» **TASK**:
Every entry below should come back unchanged, except that the pictures are dropped.

» **THE RECORDS**:
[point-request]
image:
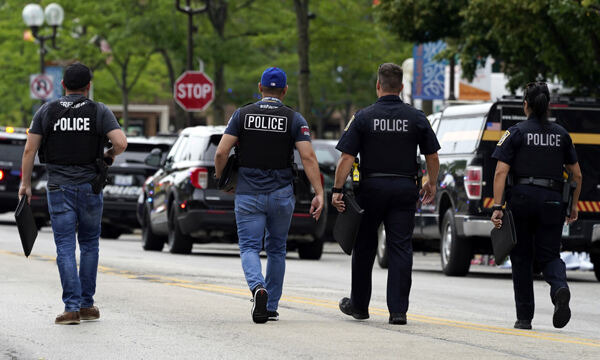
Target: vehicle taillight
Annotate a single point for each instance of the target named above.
(199, 178)
(474, 182)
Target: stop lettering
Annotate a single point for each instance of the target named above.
(193, 91)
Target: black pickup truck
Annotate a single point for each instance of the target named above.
(181, 204)
(457, 223)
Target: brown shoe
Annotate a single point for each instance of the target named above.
(68, 318)
(92, 313)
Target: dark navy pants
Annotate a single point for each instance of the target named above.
(391, 201)
(539, 217)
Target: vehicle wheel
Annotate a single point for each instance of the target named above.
(110, 232)
(381, 249)
(179, 243)
(596, 262)
(455, 251)
(312, 250)
(150, 241)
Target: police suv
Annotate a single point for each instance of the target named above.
(181, 205)
(125, 179)
(12, 144)
(458, 221)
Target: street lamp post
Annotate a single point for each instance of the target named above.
(33, 16)
(187, 9)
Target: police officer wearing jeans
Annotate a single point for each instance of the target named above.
(386, 134)
(69, 134)
(533, 153)
(267, 132)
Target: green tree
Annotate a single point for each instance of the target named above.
(423, 21)
(537, 39)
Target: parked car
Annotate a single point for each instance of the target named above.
(181, 204)
(457, 223)
(12, 144)
(125, 179)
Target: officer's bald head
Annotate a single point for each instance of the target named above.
(389, 76)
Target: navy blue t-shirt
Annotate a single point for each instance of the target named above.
(510, 143)
(259, 181)
(351, 141)
(73, 174)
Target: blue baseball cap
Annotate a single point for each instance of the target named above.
(274, 77)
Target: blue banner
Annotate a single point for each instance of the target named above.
(428, 78)
(56, 73)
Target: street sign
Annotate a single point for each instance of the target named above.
(41, 86)
(193, 91)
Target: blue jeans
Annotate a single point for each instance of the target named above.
(265, 216)
(76, 209)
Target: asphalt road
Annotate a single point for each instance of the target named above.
(164, 306)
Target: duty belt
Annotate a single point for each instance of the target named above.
(545, 183)
(390, 175)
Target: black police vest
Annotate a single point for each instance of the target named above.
(266, 137)
(541, 152)
(71, 137)
(390, 141)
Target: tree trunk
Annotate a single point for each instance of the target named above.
(125, 95)
(452, 64)
(301, 7)
(217, 14)
(179, 121)
(125, 108)
(218, 107)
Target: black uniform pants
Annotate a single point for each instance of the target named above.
(393, 202)
(539, 216)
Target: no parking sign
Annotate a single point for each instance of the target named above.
(41, 86)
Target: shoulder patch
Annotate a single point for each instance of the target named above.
(504, 137)
(349, 122)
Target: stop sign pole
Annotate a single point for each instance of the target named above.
(193, 91)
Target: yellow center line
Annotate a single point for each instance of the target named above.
(330, 304)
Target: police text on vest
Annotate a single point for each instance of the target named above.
(543, 139)
(391, 125)
(265, 123)
(72, 124)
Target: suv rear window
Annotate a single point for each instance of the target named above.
(459, 135)
(137, 153)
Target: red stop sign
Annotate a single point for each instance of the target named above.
(194, 91)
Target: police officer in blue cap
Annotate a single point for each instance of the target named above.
(386, 135)
(534, 152)
(267, 132)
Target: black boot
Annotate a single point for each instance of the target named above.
(397, 318)
(347, 308)
(523, 324)
(562, 312)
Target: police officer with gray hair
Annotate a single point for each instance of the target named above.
(386, 134)
(68, 134)
(533, 152)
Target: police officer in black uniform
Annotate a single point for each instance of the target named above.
(533, 152)
(69, 133)
(386, 134)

» **TASK SOLUTION**:
[point-request]
image:
Target: vehicle taillight
Annotate a single point for each instance of the target named above.
(199, 178)
(474, 182)
Target: stop lettering
Annotate a single point for each instance of the target named above.
(193, 91)
Target: black pickup truck
Annotate a single point for each instance of the target named above.
(181, 204)
(457, 223)
Target: brown shoe
Annotate a single point for each instance of the target named above.
(68, 318)
(92, 313)
Target: dark navy pants
Annotate a single point for each instance of the target named above.
(391, 201)
(539, 217)
Target: vehicle wheel
Annotate a single point for each instance of the target named above.
(110, 232)
(381, 249)
(179, 243)
(596, 262)
(455, 251)
(312, 250)
(150, 241)
Target: police suv
Annotate a single point for each instance of the target named above.
(181, 205)
(125, 179)
(12, 144)
(458, 221)
Target: street lamp post
Annotate a single point for each instance of the target named above.
(33, 16)
(187, 9)
Target: police officer wearing jeans
Annotate a single point for each instance of the target named above.
(386, 134)
(69, 134)
(533, 153)
(267, 132)
Target: green tree
Annotate a single point for each instance of the target named above.
(423, 21)
(537, 39)
Target: parked car
Annotate a single point for each instance of the target named above.
(181, 204)
(457, 223)
(12, 144)
(125, 179)
Target: officer's bald head
Annotate a single point for each instance of the target named above.
(389, 76)
Target: navy blue t-shirt
Annotate a single point for each instance of the target named above.
(510, 143)
(259, 181)
(351, 141)
(73, 174)
Target: blue baseball cap
Annotate a single point for each instance of the target named above.
(274, 77)
Target: blue banner
Annotate a single point for each instance of the target named above.
(428, 78)
(56, 73)
Target: street sign
Annotate a single point for each instance of the target named above.
(41, 86)
(193, 91)
Target: blue jeans
Annotate a single point for each instance of the target named above.
(265, 216)
(76, 209)
Target: asphalt road
Annotate a single point for each instance of the target named above.
(164, 306)
Target: duty belt
Annotate a single point for each instance of the target named above.
(545, 183)
(390, 175)
Target: black police vest
Annotate a single point for each instance of the target named above.
(266, 137)
(541, 152)
(71, 137)
(390, 141)
Target: tree trunk
Annotate a single point for each instance of the target named above.
(125, 95)
(452, 64)
(301, 7)
(217, 14)
(179, 121)
(125, 108)
(218, 107)
Target: black uniform pants
Annotate a single point for each instance of the target named above.
(393, 202)
(539, 216)
Target: no parking sign
Annotate a single point for each instance of the target named above.
(41, 86)
Target: shoulder patch
Annotate a single point for each instance of the target named above.
(504, 137)
(349, 122)
Target: stop sign pole
Annotate a single point for each instance of the target named above.
(193, 91)
Target: yellow center line
Annotate a single point for each instance of the target named above.
(330, 304)
Target: police text on vest
Annotate a single point for each instance of the target named above.
(543, 139)
(391, 125)
(265, 123)
(72, 124)
Target: suv rear window
Annotate a single point for each instance of the target named above.
(459, 135)
(137, 153)
Target: red stop sign
Annotate a single point for each instance of the target named above.
(194, 91)
Target: police officer in blue cap
Annotate a single point for each instance of the target named above.
(386, 135)
(534, 152)
(267, 132)
Target: black boot
Annotate a single point for each instance of the target named above.
(397, 318)
(347, 308)
(523, 324)
(562, 312)
Target: police officer with gray hair
Annotate a single point for each instance of the target named above.
(386, 134)
(68, 134)
(533, 152)
Target: police officer in black uniform
Annotate a single point for each instance of the target named above.
(533, 152)
(69, 133)
(386, 134)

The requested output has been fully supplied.